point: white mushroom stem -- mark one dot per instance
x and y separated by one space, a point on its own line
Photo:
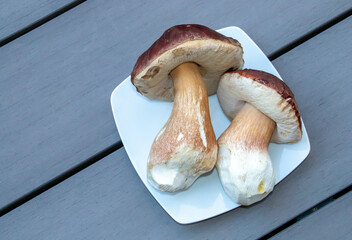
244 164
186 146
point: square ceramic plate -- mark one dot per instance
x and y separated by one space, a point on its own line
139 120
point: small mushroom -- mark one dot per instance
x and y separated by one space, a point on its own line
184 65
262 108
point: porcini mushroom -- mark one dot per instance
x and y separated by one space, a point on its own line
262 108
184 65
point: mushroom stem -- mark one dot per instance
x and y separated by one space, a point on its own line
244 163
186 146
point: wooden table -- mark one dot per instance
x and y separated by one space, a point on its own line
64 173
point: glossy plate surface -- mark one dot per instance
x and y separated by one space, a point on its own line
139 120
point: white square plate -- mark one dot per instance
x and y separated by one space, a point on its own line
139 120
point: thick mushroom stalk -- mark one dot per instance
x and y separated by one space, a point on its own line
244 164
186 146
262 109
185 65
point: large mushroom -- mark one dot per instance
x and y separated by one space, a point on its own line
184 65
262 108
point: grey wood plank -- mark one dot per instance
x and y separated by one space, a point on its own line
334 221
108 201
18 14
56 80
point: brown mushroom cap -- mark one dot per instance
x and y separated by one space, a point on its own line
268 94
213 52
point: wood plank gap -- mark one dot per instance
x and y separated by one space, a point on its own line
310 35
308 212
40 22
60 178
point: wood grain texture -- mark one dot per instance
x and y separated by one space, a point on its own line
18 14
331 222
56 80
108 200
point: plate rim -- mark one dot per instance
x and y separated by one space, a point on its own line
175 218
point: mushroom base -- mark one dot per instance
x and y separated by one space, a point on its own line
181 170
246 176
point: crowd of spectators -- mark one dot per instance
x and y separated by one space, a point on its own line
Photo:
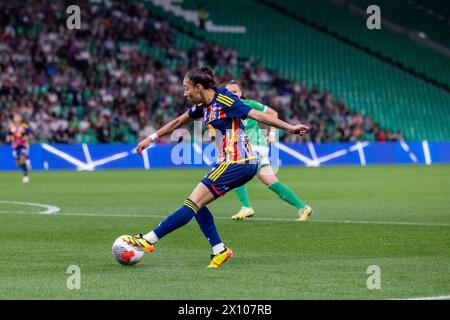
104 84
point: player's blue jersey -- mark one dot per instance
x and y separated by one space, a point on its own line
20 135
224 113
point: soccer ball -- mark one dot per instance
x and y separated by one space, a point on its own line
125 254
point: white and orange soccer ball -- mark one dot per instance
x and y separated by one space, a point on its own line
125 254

========

ACTIVITY: Wherever a line in the data above contains the word "soccer", copy that line.

ANSWER SECTION:
point: soccer ball -- mark one dot per instance
point: white and orange soccer ball -- mark one dot per instance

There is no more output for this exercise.